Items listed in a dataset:
- Opening Delimiter -

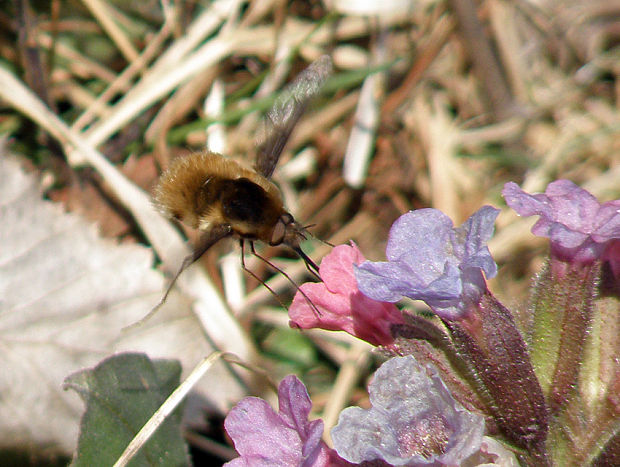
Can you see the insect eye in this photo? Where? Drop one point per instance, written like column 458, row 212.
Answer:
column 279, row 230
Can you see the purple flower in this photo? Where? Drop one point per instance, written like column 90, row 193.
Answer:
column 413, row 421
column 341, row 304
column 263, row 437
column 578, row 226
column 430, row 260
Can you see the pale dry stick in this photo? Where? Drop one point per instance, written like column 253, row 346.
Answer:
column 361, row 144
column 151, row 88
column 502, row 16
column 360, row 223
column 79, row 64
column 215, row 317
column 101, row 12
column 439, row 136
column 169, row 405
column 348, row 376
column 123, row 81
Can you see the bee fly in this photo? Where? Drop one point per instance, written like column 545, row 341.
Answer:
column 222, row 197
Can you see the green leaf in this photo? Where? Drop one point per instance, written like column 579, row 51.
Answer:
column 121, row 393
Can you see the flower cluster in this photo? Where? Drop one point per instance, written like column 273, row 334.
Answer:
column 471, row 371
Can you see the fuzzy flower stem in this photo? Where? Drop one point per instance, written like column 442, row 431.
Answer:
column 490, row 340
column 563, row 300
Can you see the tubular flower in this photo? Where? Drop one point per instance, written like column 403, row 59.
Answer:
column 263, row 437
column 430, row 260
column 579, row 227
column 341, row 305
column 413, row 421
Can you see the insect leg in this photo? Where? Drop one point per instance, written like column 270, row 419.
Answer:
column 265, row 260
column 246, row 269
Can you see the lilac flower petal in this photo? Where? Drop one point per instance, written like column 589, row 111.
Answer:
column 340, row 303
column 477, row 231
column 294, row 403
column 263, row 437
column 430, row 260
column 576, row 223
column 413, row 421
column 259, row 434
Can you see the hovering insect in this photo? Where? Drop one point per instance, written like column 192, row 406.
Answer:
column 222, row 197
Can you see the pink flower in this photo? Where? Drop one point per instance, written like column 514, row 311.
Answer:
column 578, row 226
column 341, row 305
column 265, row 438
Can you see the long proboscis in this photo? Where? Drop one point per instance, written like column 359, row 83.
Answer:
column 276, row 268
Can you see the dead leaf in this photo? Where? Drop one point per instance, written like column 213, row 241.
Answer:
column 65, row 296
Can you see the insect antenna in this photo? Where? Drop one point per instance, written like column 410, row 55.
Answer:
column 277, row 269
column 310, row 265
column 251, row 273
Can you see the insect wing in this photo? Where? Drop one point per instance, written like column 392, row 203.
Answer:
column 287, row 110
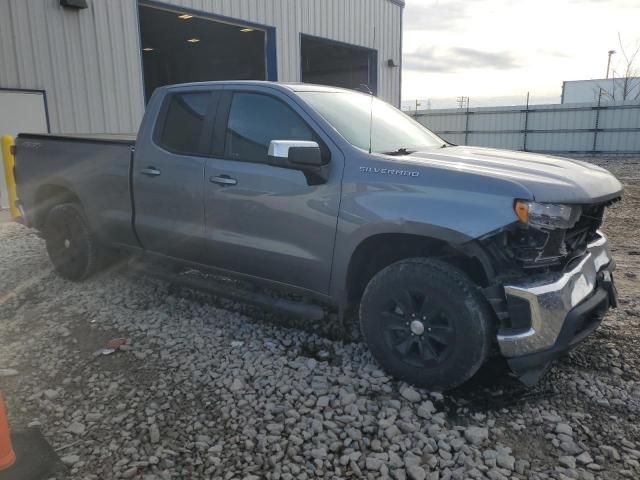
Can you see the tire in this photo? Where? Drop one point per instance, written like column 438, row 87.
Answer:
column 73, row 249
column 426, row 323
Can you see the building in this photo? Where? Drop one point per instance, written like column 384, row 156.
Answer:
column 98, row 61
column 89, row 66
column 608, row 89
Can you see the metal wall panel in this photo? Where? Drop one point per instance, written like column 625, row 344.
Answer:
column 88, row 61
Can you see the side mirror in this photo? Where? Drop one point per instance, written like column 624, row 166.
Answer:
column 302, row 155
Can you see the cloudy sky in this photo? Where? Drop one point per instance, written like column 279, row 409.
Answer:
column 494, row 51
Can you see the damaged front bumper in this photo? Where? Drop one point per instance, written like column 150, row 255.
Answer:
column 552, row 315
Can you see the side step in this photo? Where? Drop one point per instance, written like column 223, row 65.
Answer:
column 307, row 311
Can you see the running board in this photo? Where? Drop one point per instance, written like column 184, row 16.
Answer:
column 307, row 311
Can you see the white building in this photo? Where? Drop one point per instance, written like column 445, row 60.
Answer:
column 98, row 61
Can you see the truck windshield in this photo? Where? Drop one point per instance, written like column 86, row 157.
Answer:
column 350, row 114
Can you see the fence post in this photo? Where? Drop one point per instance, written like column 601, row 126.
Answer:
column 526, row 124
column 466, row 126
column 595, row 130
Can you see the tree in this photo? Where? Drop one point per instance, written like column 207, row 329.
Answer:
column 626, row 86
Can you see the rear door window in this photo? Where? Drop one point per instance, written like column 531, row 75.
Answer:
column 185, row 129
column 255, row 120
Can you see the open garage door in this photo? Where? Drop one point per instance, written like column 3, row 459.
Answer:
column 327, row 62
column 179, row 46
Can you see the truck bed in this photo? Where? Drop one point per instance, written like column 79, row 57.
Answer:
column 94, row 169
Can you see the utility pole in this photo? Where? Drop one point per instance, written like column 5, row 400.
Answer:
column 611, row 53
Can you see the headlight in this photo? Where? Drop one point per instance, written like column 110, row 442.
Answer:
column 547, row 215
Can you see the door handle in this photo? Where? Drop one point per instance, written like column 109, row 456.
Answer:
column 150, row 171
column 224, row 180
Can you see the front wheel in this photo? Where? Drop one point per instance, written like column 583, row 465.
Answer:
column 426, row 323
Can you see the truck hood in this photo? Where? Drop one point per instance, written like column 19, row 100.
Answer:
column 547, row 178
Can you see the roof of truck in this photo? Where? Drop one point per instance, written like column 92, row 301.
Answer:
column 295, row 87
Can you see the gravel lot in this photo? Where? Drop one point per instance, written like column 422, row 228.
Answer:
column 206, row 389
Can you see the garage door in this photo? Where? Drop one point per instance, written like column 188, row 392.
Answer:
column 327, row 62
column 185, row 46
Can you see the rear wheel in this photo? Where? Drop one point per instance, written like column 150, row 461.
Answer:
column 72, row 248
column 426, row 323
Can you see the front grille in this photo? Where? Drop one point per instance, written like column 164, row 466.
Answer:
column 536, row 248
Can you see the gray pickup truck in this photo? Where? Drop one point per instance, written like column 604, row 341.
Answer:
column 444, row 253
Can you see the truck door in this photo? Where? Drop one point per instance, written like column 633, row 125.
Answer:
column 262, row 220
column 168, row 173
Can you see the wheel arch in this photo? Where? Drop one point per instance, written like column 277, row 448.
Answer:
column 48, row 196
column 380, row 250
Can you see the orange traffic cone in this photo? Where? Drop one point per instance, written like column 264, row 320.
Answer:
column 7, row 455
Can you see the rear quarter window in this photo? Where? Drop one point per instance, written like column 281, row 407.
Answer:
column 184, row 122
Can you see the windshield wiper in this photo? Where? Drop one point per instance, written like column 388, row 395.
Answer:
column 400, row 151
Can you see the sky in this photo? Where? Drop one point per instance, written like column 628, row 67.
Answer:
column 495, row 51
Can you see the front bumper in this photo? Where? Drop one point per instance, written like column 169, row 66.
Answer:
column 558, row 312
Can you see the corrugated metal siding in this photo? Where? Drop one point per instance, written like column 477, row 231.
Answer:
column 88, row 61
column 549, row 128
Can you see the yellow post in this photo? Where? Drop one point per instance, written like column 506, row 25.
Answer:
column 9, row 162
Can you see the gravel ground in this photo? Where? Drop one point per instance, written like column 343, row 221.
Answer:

- Closing Delimiter -

Repeat the data above exactly, leaving out any pictures it holds.

* _Result of this exercise_
Can you see the insect eye in this photo? Where? Drop one point per instance, written like column 458, row 212.
Answer:
column 279, row 230
Can you see the purple flower in this photo? Where? Drop one point per instance, written like column 90, row 193.
Answer:
column 413, row 421
column 341, row 304
column 263, row 437
column 578, row 226
column 430, row 260
Can you see the pale dry stick in this photo? Where? Drop one point per instance, written like column 253, row 346.
Answer:
column 361, row 144
column 151, row 88
column 502, row 16
column 360, row 223
column 79, row 64
column 215, row 317
column 101, row 12
column 439, row 136
column 169, row 405
column 348, row 376
column 123, row 81
Can you see the bee fly in this photo? Where? Drop one point per instance, written like column 545, row 341.
Answer:
column 222, row 197
Can you see the green leaf in this photo? Where? Drop one point per instance, written like column 579, row 51.
Answer:
column 121, row 393
Can you see the flower cluster in this photo? Where? Drop one point per instance, written like column 273, row 334.
Answer:
column 471, row 371
Can you see the fuzzy flower stem in this photo? Where? Drop one point per instance, written like column 442, row 431.
Answer:
column 490, row 340
column 563, row 300
Can you see the tubular flower in this photo? Where? Drop one point per instance, written like column 403, row 59.
Answer:
column 263, row 437
column 430, row 260
column 579, row 227
column 341, row 305
column 413, row 421
Can you see the insect leg in this photo? Where? Drop one point per instance, written like column 270, row 419.
Answer:
column 265, row 260
column 246, row 269
Can you see the lilac flower petal in this photo? Where? Drop one point per instance, written like column 589, row 111.
Answer:
column 340, row 303
column 477, row 231
column 294, row 403
column 263, row 437
column 430, row 260
column 576, row 223
column 413, row 421
column 259, row 434
Can you see the hovering insect in this photo? Where? Drop one point per instance, written like column 192, row 406.
Answer:
column 222, row 197
Can you see the pink flower in this photo? Where? Drop one point per instance, written like column 514, row 311.
Answer:
column 578, row 226
column 341, row 305
column 265, row 438
Can you see the long proboscis in this photo? Where? Drop one point per instance, written like column 359, row 83.
Answer:
column 276, row 268
Can you see the dead leaf in this photo? Where? Drop one point per instance, written like column 213, row 241.
Answer:
column 65, row 296
Can you see the insect antenna in this photo? Where? Drop one point per instance, written like column 410, row 55.
Answer:
column 277, row 269
column 310, row 265
column 251, row 273
Can you see the insect wing in this photo? Where? Drop one point per instance, written like column 392, row 203.
Answer:
column 287, row 110
Can you see the tire in this photo? Where? Drop one point per instance, written like column 438, row 87.
Answer:
column 73, row 249
column 426, row 323
Can you see the building in this photo? Where? Drop one point per instance, written like column 384, row 156.
Answer:
column 98, row 61
column 89, row 66
column 608, row 89
Can you see the metal wall panel in this photo? Where? Drop one point per instance, written like column 625, row 344.
Answer:
column 88, row 61
Can you see the side mirror in this photo? Where? Drop one point per instance, written like column 624, row 166.
Answer:
column 302, row 155
Can you see the cloudy sky in this photo? Where? Drop one point per instance, written like column 279, row 409.
Answer:
column 494, row 51
Can you see the damaged front bumper in this photo? Where? Drop one point per instance, written like column 150, row 255.
Answer:
column 552, row 315
Can you see the side step in this photo? Where? Drop one point per instance, written like column 223, row 65.
Answer:
column 307, row 311
Can you see the running board in this photo? Where? Drop one point per instance, written like column 184, row 16.
Answer:
column 307, row 311
Can you see the white building in this photo? Where? Drop one point per instance, written like column 445, row 60.
Answer:
column 98, row 61
Can you see the truck windshield in this photo? Where? Drop one point per instance, written like column 86, row 157.
Answer:
column 350, row 114
Can you see the fence post in this photo? Where? Drop one point per instance, written like column 601, row 126.
Answer:
column 526, row 124
column 466, row 126
column 595, row 130
Can you see the tree in this photo? Where? Drop one point per instance, written like column 207, row 329.
Answer:
column 626, row 86
Can you see the rear door window in this photo? Where? Drop one point per instance, written like column 531, row 75.
Answer:
column 185, row 129
column 255, row 120
Can you see the open garage door in this photo? Where? Drop one point per instance, written like column 3, row 459.
Answer:
column 327, row 62
column 179, row 46
Can you see the truck bed in this photo? Where? Drop one point per instance, written like column 79, row 57.
Answer:
column 94, row 169
Can you see the utility pole in this photo? Where? Drop one point per instance, written like column 5, row 400.
Answer:
column 611, row 53
Can you see the headlight in this photo? Where? Drop one point per instance, written like column 110, row 442.
Answer:
column 547, row 215
Can you see the door handle in this photo? Where? Drop one point per instance, written like column 109, row 456.
Answer:
column 150, row 171
column 224, row 180
Can you see the front wheel in this photo? Where? Drop one point per instance, written like column 583, row 465.
Answer:
column 426, row 323
Can you see the truck hood in this photo? Where? Drop one point per instance, written like column 19, row 100.
Answer:
column 547, row 178
Can you see the roof of truck in this photo? Where? Drop one point per instance, written like column 92, row 301.
Answer:
column 295, row 87
Can you see the gravel lot in this photo? Where? Drop one point per instance, written like column 422, row 228.
Answer:
column 206, row 389
Can you see the garage door in this photo? Where? Drop one point per instance, written like column 188, row 392.
Answer:
column 327, row 62
column 185, row 46
Can you see the rear wheel in this photo? Where? Drop one point per instance, written like column 150, row 461.
Answer:
column 72, row 248
column 426, row 323
Can you see the front grille in this photo? Where? Drop one point per instance, written like column 164, row 466.
Answer:
column 536, row 248
Can you see the gray pickup truck in this photo? Where? Drop one point per instance, written like column 604, row 341.
Answer:
column 444, row 253
Can you see the truck door in this photo? Where? Drop one point per instance, written like column 633, row 125.
Answer:
column 262, row 220
column 168, row 173
Can you see the wheel arch in this photo? Where? Drop one point per instance, written like column 277, row 448.
Answer:
column 48, row 196
column 380, row 250
Can you see the orange traffic cone in this photo? Where? Drop one point per instance, written like column 264, row 320.
Answer:
column 7, row 455
Can you see the rear quarter window in this photo? Where? Drop one point per instance, written like column 281, row 407.
Answer:
column 184, row 122
Can you see the windshield wiper in this photo? Where? Drop one point per instance, written like column 388, row 395.
Answer:
column 400, row 151
Can you see the sky in this photo? Where? Drop one point per instance, written like column 628, row 67.
Answer:
column 495, row 51
Can you see the front bumper in this photo? Where? Drop one point per instance, written like column 169, row 66.
Answer:
column 558, row 312
Can you see the corrugated metal siding in this photo? Where? Drop one point per instance, written like column 477, row 231.
Answer:
column 88, row 61
column 549, row 128
Can you see the yellow post in this photo? Where? Drop one point per instance, written like column 506, row 25.
Answer:
column 9, row 162
Can you see the gravel ground in this photo? Where? Drop one point per instance, written like column 343, row 221.
Answer:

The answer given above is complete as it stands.